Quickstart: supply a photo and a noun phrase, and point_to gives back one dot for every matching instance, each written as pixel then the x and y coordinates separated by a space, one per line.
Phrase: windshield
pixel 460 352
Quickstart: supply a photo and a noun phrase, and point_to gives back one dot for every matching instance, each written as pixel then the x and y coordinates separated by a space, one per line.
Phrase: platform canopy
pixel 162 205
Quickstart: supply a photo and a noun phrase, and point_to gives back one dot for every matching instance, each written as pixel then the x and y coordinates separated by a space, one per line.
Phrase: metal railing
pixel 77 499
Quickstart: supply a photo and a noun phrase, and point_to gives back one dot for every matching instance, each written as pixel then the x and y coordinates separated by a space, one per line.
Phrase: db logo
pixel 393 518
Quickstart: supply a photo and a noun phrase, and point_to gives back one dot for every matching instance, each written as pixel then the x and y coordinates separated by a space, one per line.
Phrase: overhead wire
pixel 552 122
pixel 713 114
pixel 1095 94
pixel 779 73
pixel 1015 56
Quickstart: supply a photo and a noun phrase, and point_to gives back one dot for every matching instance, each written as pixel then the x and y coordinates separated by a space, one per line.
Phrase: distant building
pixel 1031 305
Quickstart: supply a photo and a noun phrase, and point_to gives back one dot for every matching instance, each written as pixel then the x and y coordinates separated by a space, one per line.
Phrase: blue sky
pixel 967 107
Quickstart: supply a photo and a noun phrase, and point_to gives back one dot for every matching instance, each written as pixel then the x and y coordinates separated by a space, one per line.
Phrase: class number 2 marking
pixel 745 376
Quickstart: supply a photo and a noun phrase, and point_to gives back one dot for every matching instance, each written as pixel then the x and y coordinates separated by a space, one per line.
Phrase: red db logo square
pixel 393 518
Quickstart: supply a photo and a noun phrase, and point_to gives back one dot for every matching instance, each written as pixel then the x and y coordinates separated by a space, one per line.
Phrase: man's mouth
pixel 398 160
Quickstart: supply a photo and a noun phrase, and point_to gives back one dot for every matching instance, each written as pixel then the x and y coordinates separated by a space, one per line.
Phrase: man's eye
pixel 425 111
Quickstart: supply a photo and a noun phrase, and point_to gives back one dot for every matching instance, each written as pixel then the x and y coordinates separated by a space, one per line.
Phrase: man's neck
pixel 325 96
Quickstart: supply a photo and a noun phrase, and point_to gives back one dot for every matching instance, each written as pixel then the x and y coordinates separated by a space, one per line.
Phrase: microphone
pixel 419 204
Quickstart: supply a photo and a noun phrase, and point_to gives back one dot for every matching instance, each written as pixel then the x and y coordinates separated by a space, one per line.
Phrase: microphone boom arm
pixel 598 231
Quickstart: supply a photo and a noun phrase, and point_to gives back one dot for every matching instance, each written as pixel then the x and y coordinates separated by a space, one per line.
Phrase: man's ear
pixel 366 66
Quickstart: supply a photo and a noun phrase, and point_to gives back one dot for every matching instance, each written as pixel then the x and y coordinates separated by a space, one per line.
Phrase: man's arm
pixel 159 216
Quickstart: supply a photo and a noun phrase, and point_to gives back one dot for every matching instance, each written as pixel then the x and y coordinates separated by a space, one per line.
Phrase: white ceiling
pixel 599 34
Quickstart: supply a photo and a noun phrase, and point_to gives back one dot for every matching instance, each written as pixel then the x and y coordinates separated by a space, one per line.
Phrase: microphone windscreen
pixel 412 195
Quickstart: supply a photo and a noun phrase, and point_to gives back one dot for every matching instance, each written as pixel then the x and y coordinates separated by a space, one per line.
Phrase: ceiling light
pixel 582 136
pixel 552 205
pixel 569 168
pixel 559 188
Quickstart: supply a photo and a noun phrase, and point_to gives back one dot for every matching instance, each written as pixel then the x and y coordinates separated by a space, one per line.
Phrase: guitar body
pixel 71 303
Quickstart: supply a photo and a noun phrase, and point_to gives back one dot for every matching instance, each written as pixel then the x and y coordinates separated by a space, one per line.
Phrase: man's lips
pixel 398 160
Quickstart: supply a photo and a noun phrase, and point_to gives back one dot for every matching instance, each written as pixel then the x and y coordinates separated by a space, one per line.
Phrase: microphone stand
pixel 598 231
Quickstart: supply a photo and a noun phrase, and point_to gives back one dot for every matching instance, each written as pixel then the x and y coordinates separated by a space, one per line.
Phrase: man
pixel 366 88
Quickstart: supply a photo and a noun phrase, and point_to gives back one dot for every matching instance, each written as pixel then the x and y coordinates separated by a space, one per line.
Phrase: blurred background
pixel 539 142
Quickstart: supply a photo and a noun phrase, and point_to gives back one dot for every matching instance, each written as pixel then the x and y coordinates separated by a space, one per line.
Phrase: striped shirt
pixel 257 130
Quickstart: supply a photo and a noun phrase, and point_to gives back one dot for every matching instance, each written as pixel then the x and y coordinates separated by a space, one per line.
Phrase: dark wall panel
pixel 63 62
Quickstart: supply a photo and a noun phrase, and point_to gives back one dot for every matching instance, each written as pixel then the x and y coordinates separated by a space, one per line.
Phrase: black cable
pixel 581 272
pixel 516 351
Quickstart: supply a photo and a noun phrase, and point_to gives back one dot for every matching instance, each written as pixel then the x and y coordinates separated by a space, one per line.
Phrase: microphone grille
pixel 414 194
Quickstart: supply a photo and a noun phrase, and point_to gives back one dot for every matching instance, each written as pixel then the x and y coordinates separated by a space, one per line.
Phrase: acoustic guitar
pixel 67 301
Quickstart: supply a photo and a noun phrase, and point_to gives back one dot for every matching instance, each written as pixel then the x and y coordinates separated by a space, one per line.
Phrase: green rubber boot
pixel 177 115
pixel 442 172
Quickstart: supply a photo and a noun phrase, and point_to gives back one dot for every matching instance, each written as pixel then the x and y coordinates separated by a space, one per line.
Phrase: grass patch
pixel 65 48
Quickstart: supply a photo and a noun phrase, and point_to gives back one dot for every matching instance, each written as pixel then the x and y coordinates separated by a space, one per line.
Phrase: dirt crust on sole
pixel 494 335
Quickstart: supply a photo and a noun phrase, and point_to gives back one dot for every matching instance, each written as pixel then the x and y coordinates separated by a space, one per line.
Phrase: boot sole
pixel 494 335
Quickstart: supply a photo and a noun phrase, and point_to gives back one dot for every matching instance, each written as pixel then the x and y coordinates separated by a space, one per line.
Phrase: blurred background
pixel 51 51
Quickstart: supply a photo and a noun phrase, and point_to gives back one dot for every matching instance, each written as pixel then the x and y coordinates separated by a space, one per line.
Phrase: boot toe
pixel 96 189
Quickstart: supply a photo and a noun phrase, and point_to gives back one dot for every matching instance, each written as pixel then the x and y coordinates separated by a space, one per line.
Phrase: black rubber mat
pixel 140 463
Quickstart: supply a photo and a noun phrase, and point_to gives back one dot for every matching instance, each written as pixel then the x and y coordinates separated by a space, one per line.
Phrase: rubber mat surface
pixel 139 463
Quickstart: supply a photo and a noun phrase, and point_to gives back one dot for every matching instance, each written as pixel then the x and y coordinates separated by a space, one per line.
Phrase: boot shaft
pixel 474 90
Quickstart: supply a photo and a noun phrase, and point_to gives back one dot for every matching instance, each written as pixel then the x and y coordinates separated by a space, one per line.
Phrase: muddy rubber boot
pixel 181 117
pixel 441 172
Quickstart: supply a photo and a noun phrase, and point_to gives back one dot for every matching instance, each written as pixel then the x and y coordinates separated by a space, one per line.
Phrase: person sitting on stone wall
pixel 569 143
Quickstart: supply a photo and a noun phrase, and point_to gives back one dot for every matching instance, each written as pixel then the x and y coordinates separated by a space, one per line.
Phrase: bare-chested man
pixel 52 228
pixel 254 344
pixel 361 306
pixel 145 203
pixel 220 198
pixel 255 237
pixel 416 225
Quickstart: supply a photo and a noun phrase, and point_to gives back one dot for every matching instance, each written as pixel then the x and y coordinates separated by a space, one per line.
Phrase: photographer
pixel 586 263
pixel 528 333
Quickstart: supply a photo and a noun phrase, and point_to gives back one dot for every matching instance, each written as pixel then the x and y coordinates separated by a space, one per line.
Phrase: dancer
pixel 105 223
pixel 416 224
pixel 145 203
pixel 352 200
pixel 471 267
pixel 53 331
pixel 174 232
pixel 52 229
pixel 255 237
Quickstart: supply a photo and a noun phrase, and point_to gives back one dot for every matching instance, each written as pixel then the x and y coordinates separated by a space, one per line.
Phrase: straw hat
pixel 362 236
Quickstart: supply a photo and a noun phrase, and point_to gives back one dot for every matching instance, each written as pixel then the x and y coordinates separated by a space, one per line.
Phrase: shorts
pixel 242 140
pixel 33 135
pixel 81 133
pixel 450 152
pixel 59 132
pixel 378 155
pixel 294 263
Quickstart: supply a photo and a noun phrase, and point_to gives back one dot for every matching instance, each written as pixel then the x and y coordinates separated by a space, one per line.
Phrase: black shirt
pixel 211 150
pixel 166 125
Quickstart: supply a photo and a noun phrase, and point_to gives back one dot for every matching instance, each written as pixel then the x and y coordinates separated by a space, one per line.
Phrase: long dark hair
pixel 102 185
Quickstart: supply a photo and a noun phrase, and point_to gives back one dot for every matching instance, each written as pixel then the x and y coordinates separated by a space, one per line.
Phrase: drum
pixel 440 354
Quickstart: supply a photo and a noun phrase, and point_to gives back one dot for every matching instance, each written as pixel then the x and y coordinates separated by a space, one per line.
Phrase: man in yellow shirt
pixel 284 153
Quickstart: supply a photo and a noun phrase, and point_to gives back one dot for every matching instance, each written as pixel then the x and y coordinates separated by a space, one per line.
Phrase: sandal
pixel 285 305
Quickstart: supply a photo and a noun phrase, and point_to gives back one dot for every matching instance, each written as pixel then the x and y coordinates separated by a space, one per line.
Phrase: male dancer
----
» **What you will do**
Report every line of the records above that contains the word "black", copying each line in full.

» **Response to this task**
Phrase: black cable
Phrase: black rubber mat
Phrase: black shirt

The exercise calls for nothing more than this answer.